■ **CONSIGNE A**
Relevez toutes les formules d'adresse qui ouvrent le discours ministériel sur la lecture.
■ **CONSIGNE B**
D'après le discours ministériel sur la lecture, quel jour s'est tenu le séminaire national ?
■ **CONSIGNE C**
Écrivez la suite du discours ministériel sur la lecture, à partir de sa dernière phrase.

■ **TEXTE DU DOCUMENT**
● ● ●
• De Robien, Discours lors du séminaire national sur la lecture (9 mars 2006)

    Le séminaire national organisé par la direction de l'enseignement scolaire sur l'apprentissage de la lecture, qui s'est tenu jeudi 9 mars 2006, réunissait les recteurs, les inspecteurs, notamment les inspecteurs généraux, et les directeurs d'IUFM. À cette occasion, Gilles de Robien, ministre de l'éducation nationale, de l'enseignement supérieur et de la recherche, a fait le point sur les implications et la mise en œuvre de la circulaire « Apprendre à lire » qui doit être « transmise, expliquée et appliquée partout en France, pour permettre vraiment la réussite de tous les élèves ». Le ministre a notamment insisté sur la nécessité de mieux former les maîtres aux apprentissages premiers de la lecture et de renforcer l'efficacité de l'évaluation des élèves.

    Seul le prononcé fait foi

    Mesdames et Messieurs les recteurs,
    Mesdames et Messieurs les inspecteurs généraux,
    Mesdames et Messieurs les directeurs,
    Mesdames et Messieurs les inspecteurs,
    Mesdames et Messieurs,

    Nous sommes ici pour préparer la réussite de tous les enfants qui entreront en C.P. en septembre prochain. C'est à eux que nous devons penser aujourd'hui, c'est à eux que j'ai pensé en organisant ce séminaire sur la lecture.

    Car je veux vous dire aujourd'hui ma conviction :
    Le ministre de l'Education nationale travaille d'abord pour la réussite des élèves.

    Ce que l'on fait à l'école, ce que l'on y apprend, les résultats que l'on y obtient, l'évolution des méthodes et des contenus, tout cela intéresse le ministre de l'Education nationale.

    Nous ne sommes pas là seulement pour « gérer la machine », pour gérer des statuts, des effectifs et des crédits !


     

    Notre première mission -celle que les citoyens considèrent à juste titre comme la plus importante- c'est d'assurer l'efficacité du système éducatif dans son rôle d'instruction des enfants.

    Fort de cette conviction, j'ai voulu traiter la question de la lecture. Mais je ne m'en tiens pas là : je parlais hier de la grammaire et de l'orthographe devant l'Observatoire national de la lecture ; avant-hier, je parlais des contenus et des méthodes de l'enseignement des sciences devant une commission d'information parlementaire. Dans quelques jours, le Haut Conseil de l'Éducation me rendra son avis sur le socle commun de connaissances.

    Je souhaite que le socle soit à la fois centré sur l'essentiel et d'un bon niveau d'exigence.
● ● ●
■ **DONNÉES FOURNIES**
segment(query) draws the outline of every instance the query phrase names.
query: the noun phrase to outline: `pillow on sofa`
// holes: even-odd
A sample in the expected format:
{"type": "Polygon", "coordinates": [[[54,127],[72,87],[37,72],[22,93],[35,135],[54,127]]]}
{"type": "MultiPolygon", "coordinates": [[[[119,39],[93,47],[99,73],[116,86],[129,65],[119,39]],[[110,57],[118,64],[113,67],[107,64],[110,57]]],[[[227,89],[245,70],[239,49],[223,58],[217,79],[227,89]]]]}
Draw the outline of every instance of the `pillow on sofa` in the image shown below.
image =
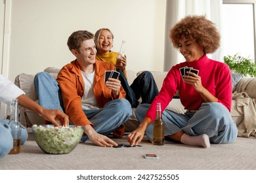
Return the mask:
● ● ●
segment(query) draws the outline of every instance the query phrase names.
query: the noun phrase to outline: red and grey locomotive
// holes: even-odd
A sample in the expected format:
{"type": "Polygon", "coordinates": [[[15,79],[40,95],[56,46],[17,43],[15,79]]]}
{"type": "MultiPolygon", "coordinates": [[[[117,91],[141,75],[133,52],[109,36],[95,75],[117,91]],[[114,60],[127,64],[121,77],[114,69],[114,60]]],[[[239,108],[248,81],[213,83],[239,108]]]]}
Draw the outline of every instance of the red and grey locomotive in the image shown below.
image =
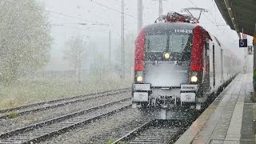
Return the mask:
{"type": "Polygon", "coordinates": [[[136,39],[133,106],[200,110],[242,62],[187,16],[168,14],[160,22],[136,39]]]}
● ● ●
■ **RÉPONSE ATTENDUE A**
- Mesdames et Messieurs les recteurs
- Mesdames et Messieurs les inspecteurs généraux
- Mesdames et Messieurs les directeurs
- Mesdames et Messieurs les inspecteurs
- Mesdames et Messieurs

■ **RÉPONSE ATTENDUE B**
Le jeudi 9 mars 2006.

■ **RÉPONSE ATTENDUE C**
    Le ministre est dans son rôle lorsqu'il se préoccupe des résultats des jeunes que la Nation nous confie.

    J'en viens à présent à l'objet de ce séminaire.

    Mon but, en organisant cette journée, était très simple : faire le point sur ce qu'implique la circulaire « Apprendre à lire » que je vous ai adressée le 3 janvier dernier.

    Oui, faire le point , de la manière la plus précise, pour que cette circulaire soit transmise, expliquée et finalement appliquée partout en France, pour permettre vraiment la réussite de tous les élèves.

    L'idéal bien sûr, serait de pouvoir avoir ici, dans cette salle, toutes les institutrices et tous les instituteurs de France ! Ce n'est évidemment pas possible ! Mais je ne perds pas de vue qu'ils sont les premiers concernés par notre séminaire d'aujourd'hui. Et en cet instant, c'est aussi à eux que je pense. Et en m'adressant à vous, c'est aussi à eux que je m'adresse.

    A toutes les institutrices, à tous les instituteurs, à tous les professeurs d'école de France, je veux adresser aujourd'hui un message de confiance ! Cette circulaire n'est pas une manière de remettre en cause leur travail ! Il s'agit bien au contraire de conforter les enseignants dans leur mission, de les appuyer dans leurs efforts, de rassurer ceux qui craignaient d'enseigner selon les leçons de leur expérience ! Il était aussi de mon devoir de ministre de la Recherche de tirer les conclusions des travaux des scientifiques.

    Il s'agit enfin de répondre à une demande de clarification, qui s'est faite entendre jusqu'au ministère.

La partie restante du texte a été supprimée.